(Records contained in a dataset)
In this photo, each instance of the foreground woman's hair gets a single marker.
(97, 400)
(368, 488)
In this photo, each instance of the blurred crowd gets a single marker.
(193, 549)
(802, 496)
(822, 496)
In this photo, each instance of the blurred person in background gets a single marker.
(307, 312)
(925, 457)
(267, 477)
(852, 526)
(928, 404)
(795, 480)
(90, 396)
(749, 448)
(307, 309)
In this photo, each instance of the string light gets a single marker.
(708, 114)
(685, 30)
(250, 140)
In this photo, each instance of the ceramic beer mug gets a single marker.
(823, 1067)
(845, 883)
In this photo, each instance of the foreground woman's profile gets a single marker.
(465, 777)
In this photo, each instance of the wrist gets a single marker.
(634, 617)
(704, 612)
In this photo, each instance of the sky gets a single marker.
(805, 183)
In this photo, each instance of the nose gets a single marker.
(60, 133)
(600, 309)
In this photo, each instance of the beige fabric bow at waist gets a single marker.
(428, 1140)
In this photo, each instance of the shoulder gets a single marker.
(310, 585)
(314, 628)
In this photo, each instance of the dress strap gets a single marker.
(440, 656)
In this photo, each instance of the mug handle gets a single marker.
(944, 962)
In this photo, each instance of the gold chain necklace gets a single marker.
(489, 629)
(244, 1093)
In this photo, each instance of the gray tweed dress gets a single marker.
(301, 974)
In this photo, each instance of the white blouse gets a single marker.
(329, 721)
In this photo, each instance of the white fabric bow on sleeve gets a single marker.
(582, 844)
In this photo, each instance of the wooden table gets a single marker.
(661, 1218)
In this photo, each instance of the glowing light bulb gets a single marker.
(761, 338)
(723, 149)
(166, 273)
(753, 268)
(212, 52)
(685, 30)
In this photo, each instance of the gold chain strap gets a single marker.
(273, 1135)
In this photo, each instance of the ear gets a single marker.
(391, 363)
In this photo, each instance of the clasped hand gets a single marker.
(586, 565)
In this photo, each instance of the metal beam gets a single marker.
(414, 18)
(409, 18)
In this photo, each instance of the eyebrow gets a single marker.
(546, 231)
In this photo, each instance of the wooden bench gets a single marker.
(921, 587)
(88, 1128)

[Your instructions] The answer must be the line containing "In this photo, each instance of the wooden bench" and every line after it through the end of the records, repeated exactly.

[Completed task]
In this photo, each instance of the wooden bench gets a single marker.
(921, 587)
(88, 1128)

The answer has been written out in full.